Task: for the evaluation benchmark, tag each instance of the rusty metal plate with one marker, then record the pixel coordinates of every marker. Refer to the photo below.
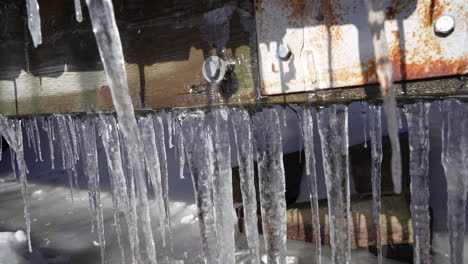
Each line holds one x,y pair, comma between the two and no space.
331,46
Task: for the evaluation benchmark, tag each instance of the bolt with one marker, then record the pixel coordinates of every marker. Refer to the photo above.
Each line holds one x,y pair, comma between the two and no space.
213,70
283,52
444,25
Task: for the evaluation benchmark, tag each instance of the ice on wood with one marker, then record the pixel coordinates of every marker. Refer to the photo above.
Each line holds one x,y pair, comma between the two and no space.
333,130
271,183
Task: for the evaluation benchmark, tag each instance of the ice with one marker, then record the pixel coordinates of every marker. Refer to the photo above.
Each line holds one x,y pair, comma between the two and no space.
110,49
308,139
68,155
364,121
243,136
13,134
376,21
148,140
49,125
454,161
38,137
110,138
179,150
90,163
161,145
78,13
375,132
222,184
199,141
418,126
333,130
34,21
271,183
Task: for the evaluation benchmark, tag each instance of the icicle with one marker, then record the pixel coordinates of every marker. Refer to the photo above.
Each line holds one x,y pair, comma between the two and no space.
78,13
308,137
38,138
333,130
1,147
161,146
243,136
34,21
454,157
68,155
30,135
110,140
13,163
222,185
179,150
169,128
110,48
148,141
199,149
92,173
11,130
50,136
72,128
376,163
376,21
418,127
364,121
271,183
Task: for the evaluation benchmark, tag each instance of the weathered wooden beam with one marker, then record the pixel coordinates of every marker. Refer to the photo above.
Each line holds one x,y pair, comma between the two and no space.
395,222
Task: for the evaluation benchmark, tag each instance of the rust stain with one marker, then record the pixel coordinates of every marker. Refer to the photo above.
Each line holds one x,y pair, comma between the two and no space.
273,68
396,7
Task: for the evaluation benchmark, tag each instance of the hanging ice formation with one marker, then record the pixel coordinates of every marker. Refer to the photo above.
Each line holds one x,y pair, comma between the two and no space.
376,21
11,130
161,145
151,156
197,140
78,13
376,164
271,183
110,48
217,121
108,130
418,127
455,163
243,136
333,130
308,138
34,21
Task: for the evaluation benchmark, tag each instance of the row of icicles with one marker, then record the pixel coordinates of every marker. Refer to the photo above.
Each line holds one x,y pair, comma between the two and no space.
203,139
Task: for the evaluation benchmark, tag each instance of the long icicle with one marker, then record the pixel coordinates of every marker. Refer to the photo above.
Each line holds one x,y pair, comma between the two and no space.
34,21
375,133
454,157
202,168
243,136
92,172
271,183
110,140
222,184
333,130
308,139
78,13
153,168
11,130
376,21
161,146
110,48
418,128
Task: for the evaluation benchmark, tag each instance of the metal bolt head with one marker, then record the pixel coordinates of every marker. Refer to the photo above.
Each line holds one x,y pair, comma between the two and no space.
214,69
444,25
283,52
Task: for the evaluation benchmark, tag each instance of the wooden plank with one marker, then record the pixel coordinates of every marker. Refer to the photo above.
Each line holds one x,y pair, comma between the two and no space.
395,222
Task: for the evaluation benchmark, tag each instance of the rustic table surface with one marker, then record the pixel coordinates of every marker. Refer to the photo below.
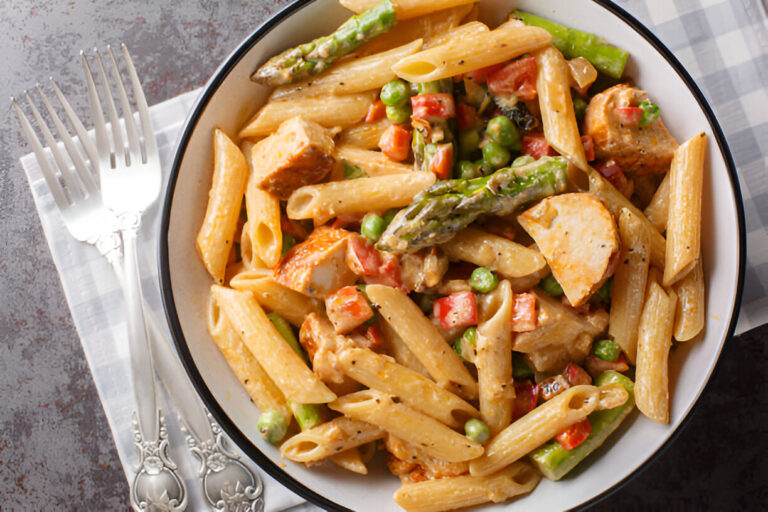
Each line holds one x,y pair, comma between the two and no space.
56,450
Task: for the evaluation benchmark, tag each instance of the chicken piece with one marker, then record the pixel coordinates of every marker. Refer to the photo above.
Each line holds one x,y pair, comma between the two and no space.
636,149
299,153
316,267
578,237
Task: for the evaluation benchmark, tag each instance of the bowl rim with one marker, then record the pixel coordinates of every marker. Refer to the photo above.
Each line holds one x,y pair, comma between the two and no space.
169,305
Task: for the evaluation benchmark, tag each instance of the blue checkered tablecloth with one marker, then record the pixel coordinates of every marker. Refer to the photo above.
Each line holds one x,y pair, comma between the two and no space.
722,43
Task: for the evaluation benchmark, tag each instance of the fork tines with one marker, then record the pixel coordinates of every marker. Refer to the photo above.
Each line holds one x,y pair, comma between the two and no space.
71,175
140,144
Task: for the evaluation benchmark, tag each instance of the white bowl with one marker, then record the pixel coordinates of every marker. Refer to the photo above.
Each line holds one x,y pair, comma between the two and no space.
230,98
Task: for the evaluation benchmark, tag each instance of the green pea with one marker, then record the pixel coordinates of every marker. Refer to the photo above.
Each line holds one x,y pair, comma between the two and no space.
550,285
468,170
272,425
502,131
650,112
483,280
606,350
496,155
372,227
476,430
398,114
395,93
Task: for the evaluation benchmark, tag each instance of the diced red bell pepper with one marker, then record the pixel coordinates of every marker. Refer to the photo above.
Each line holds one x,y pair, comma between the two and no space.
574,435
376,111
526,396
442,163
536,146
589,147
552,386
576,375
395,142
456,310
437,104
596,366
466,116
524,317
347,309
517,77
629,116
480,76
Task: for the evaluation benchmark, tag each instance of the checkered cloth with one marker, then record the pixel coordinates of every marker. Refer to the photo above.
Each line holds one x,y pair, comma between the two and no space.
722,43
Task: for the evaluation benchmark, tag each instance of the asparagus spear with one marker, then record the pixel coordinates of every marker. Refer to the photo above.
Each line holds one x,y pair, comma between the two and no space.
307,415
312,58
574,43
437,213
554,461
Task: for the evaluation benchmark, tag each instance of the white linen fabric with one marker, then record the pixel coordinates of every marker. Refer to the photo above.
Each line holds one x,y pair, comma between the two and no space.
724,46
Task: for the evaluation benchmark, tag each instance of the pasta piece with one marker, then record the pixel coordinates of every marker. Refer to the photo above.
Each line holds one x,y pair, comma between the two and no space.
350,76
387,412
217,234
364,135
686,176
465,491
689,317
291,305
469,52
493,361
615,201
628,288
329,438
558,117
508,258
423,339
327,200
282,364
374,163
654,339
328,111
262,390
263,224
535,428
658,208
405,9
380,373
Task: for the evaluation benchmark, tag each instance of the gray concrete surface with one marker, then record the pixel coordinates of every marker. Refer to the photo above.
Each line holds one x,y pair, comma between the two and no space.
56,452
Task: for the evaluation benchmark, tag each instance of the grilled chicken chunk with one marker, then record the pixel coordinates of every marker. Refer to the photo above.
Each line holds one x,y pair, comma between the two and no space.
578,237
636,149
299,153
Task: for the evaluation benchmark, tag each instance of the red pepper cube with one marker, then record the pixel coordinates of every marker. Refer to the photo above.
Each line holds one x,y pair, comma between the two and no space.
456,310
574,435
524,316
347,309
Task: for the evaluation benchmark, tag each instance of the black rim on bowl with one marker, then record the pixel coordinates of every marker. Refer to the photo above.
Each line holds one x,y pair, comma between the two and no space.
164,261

--------------------

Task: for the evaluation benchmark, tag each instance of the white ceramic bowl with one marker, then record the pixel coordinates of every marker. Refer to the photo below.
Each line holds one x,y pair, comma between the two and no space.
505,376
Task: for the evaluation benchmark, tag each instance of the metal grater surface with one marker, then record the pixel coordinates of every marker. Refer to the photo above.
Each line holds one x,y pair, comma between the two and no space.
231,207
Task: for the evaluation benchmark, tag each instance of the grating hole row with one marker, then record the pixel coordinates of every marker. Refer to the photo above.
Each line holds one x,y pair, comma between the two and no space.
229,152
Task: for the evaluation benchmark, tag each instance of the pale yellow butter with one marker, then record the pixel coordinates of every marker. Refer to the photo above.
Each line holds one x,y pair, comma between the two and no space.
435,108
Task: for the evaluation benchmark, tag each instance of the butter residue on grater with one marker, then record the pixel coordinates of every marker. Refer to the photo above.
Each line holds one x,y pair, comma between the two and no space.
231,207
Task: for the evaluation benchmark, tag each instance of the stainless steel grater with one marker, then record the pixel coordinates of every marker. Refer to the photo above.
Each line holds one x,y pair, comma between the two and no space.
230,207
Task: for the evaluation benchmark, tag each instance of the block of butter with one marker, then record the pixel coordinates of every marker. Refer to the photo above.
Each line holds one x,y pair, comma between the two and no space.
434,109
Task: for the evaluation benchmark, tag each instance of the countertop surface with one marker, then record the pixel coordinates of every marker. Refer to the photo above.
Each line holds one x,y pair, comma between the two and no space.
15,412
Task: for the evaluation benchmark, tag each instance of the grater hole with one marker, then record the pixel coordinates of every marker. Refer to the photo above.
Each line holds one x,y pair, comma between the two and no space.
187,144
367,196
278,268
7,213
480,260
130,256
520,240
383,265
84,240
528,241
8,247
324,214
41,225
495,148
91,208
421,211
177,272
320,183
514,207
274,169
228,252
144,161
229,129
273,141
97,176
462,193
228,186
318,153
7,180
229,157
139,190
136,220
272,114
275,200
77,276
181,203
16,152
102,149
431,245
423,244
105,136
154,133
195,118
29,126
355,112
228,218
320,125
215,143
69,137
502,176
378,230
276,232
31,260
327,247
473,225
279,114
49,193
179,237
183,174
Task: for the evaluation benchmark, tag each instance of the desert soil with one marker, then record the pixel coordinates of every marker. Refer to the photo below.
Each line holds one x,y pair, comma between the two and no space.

--------------------

### [SET PROBLEM]
Gather each line in the rows above that contains the string "piece" and copy it out in full. Case counts when matching.

### [SOLUTION FOR THIS TASK]
Task: for the evaluation benchmark, tag each instance of the chicken piece with one marker, then record the pixel coordinates of every marker. Refer to the photo above.
Task: for the evaluation benchmark, tag each instance of the pasta piece with one marker, then record the pixel coordinates of every marker. Refer to the photo above.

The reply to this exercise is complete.